======== Provided data

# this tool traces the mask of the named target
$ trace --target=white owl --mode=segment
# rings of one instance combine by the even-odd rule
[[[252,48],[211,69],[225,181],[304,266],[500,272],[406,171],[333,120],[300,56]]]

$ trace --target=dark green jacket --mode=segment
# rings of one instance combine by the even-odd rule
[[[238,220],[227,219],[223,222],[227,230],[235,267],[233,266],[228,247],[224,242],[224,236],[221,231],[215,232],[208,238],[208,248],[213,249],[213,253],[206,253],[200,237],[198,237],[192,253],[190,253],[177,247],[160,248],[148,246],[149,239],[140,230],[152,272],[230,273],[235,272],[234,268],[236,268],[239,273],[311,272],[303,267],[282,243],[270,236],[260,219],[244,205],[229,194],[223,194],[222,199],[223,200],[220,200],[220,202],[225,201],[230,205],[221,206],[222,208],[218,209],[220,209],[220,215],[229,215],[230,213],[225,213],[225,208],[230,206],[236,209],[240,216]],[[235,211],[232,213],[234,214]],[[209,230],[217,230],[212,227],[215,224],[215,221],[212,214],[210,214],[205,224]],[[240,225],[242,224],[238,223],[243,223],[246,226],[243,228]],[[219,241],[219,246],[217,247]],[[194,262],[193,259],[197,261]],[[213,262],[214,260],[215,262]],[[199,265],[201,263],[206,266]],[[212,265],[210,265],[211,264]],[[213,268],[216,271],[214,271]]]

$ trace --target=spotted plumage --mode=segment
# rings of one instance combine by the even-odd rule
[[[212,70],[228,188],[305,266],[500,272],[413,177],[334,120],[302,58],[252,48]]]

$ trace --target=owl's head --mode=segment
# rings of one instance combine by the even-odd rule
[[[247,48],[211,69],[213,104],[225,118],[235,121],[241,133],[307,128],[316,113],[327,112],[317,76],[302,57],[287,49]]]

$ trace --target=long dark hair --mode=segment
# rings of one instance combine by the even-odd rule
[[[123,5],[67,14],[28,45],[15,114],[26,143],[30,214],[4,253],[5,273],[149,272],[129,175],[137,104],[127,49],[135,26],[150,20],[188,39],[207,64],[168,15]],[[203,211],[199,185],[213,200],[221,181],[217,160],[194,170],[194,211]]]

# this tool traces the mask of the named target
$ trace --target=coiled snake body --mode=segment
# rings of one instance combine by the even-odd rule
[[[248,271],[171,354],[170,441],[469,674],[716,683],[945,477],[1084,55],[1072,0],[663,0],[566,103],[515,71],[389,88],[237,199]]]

================

Task prompt
From the line that contains "dark hair --mode=segment" down to the last line of the listing above, repeat each line exactly, and include nothing else.

Solution to this task
$ trace --target=long dark hair --mode=segment
# rings of one instance combine by the even-odd rule
[[[123,5],[67,14],[28,45],[15,114],[26,143],[30,214],[4,253],[5,273],[149,272],[129,175],[137,104],[127,49],[135,26],[150,20],[188,39],[207,64],[168,15]],[[203,211],[199,185],[213,200],[221,181],[217,160],[194,170],[194,211]]]

# this tool traces the mask of the named target
$ trace --target=coiled snake body --mode=segment
# rings of one instance combine by the even-odd rule
[[[248,271],[171,354],[170,441],[469,674],[716,683],[945,477],[1084,55],[1072,0],[663,0],[566,103],[515,71],[389,88],[237,199]]]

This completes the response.